**Passage:**
** BEGIN **

First show that $P\left(1\right)$ and $P\left(2\right)$are both true.

Setting $B:=A_{1}\cup\cdots\cup A_{k}$ by applying $P\left(2\right)$ we find:

$\tag1 N\left(A_{1}\cup\cdots\cup A_{k}\cup A_{k+1}\right)=N\left(B\cup A_{k+1}\right)=N\left(B\right)+N\left(A_{k+1}\right)-N\left(B\cap A_{k+1}\right)$

Under assumption that $P(k)$ is true find expressions for: $$N\left(B\right)=N\left(A_{1}\cup\cdots\cup A_{k}\right)$$ and for $$N\left(B\cap A_{k+1}\right)=N\left(\left(A_{1}\cap A_{k+1}\right)\cup\cdots\cup\left(A_{k}\cap A_{k+1}\right)\right)$$

Substitute these expressions in (1).

** END **

**Exercise instructions:** Do the following statements agree with the proof outline? Answer yes or no for each and quote the deciding words. (a) The outline begins by showing that only $P\left(1\right)$ is true. (b) The set $B$ is defined as the union of $A_{1}$ through $A_{k}$. (c) The expressions found are to be substituted into equation (1). Base your answers only on the proof outline.

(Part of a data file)
** BEGIN **

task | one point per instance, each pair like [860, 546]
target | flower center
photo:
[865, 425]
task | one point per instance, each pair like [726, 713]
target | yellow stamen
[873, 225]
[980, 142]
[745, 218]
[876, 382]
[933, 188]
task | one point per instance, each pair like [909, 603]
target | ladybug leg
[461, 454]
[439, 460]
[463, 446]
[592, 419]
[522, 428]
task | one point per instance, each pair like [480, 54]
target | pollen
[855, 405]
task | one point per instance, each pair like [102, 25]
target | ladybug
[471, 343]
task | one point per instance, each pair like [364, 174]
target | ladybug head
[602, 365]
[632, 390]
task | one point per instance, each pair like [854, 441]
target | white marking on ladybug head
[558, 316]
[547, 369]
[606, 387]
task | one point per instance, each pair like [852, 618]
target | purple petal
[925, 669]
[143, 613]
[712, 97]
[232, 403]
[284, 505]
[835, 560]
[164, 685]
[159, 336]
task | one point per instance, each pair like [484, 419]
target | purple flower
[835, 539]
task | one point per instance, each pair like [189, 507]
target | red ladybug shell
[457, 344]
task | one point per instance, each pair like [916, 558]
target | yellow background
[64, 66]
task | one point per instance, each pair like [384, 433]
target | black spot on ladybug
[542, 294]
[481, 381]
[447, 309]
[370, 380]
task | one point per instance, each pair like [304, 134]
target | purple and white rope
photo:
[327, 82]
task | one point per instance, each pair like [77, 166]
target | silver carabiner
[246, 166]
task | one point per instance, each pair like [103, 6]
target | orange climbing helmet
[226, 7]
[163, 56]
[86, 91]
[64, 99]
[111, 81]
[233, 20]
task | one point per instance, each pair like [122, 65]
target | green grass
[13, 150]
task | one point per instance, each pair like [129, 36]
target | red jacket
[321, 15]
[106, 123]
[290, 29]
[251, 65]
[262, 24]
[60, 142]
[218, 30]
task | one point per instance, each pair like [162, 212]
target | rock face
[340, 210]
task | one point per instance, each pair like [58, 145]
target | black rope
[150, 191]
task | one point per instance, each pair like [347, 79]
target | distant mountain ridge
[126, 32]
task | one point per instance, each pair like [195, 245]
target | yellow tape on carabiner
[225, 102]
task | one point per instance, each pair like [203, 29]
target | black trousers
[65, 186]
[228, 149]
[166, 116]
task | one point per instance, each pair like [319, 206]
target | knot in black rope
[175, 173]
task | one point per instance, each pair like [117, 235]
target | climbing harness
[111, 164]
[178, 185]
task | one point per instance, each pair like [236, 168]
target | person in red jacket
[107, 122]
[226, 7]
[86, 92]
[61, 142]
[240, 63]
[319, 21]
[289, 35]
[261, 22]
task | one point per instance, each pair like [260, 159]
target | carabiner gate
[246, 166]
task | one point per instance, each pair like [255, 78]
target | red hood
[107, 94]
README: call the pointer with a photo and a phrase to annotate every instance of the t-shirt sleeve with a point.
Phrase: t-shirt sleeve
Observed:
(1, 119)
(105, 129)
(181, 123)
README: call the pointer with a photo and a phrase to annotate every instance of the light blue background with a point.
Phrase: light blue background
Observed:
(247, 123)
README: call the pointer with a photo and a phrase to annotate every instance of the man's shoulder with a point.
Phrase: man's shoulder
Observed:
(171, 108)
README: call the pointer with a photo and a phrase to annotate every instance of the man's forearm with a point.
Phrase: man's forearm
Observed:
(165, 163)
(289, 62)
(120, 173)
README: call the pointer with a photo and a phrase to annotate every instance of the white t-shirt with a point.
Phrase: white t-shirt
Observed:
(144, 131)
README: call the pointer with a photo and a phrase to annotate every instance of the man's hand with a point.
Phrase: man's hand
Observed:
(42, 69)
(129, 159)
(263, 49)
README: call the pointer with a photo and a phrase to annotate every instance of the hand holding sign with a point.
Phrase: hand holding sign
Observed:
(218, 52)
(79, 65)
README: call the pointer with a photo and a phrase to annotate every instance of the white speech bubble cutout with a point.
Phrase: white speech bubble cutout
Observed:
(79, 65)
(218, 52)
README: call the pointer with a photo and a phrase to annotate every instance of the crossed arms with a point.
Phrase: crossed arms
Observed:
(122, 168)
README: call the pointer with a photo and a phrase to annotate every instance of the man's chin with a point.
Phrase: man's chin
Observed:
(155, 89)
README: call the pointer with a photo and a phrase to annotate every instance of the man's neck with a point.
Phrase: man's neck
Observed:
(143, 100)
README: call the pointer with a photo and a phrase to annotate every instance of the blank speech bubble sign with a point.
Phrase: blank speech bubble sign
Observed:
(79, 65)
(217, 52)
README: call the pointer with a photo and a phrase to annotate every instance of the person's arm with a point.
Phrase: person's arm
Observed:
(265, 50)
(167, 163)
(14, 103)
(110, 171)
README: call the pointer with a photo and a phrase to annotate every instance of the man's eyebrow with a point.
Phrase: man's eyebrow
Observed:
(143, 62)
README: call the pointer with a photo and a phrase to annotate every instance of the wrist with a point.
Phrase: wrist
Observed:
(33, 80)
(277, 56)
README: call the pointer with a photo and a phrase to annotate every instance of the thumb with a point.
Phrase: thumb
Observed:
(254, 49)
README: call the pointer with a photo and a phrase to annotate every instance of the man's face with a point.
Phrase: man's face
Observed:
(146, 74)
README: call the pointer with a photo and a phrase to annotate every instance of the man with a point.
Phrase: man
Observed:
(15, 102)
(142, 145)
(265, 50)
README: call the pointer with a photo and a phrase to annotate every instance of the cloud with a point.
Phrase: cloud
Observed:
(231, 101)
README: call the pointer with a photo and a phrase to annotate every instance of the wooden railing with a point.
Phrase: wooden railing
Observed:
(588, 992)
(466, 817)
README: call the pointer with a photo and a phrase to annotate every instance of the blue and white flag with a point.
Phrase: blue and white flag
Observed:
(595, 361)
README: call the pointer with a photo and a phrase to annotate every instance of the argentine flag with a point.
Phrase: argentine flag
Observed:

** END **

**The completed task:**
(a) No: "First show that $P\left(1\right)$ and $P\left(2\right)$are both true."
(b) Yes: "Setting $B:=A_{1}\cup\cdots\cup A_{k}$"
(c) Yes: "Substitute these expressions in (1)."